Data in this exercise.
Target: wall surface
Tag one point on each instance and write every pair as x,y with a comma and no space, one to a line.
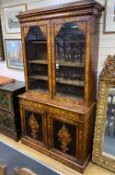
106,41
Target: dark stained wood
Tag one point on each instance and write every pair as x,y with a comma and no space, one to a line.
10,124
66,124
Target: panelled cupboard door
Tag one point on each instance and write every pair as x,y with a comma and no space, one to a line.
63,136
70,58
34,122
37,57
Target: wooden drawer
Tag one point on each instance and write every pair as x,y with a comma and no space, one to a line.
6,100
34,125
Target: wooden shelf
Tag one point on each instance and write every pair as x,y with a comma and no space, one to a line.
70,82
70,64
69,96
38,42
39,77
38,61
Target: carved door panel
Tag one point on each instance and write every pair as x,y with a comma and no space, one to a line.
7,120
69,53
37,57
34,126
6,101
63,135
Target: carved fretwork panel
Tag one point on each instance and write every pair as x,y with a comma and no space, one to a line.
33,122
108,71
64,137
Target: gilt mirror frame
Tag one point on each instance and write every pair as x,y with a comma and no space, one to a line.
106,83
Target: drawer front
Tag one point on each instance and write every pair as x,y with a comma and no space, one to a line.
5,100
34,125
63,135
7,120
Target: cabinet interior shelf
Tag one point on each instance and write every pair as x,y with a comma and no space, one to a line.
61,63
59,80
39,77
38,61
70,64
72,41
70,82
38,42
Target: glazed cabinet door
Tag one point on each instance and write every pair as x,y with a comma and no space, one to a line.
70,58
63,135
37,57
34,125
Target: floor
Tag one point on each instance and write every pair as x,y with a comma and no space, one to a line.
92,169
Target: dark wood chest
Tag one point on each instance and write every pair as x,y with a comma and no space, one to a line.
9,109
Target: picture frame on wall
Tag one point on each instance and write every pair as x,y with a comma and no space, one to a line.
1,44
11,21
13,53
109,20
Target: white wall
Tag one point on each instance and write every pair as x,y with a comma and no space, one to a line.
106,42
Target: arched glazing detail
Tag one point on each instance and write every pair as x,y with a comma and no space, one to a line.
70,43
36,53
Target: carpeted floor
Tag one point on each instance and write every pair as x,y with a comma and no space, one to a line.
13,158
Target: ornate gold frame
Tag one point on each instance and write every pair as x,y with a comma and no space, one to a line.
106,81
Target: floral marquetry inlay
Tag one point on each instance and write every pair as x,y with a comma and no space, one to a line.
109,68
64,138
34,126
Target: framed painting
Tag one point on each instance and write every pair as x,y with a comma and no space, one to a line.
11,21
14,53
109,20
104,137
1,44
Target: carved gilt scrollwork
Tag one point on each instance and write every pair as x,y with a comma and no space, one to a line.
64,138
106,83
34,126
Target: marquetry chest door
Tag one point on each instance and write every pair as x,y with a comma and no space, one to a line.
63,135
34,123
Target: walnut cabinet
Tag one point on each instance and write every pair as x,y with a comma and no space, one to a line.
60,47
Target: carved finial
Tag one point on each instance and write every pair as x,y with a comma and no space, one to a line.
108,71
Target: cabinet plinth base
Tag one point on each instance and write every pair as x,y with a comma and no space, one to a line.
63,160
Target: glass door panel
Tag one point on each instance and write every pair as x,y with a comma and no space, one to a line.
37,59
70,46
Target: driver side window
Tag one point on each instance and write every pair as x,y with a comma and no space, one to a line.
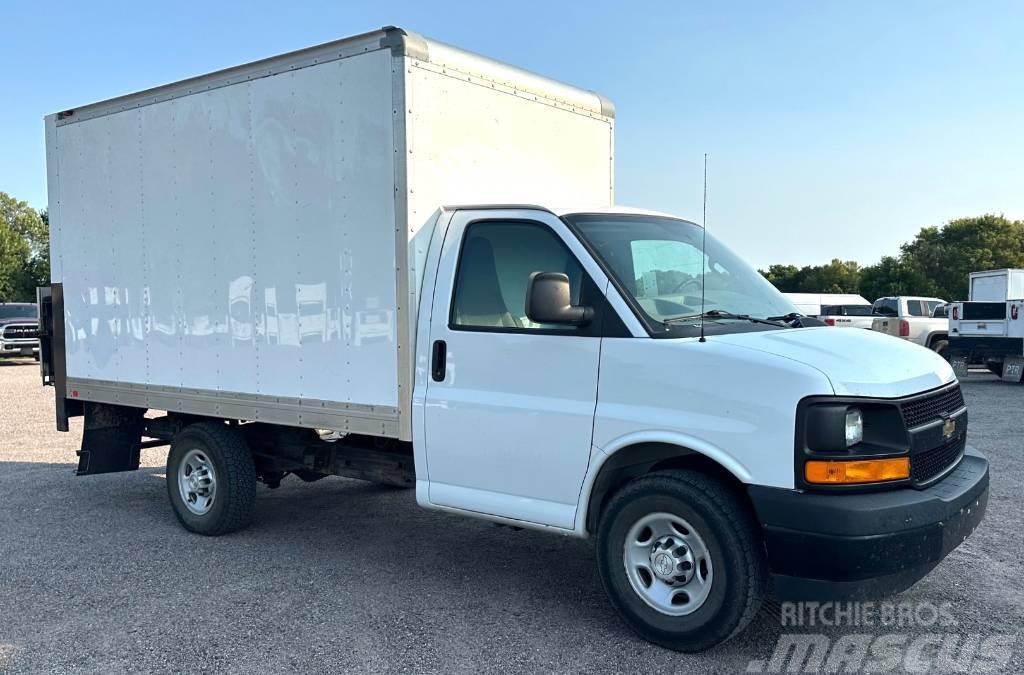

Exercise.
Pick out every line above that contains the word "door" and copy each one in full. Case counts, so match only that exact capitalization.

Result for this exercise.
Target: panelled cupboard door
Target: carved door panel
Target: glazed cabinet door
Target: marquetry chest door
Target: glass door panel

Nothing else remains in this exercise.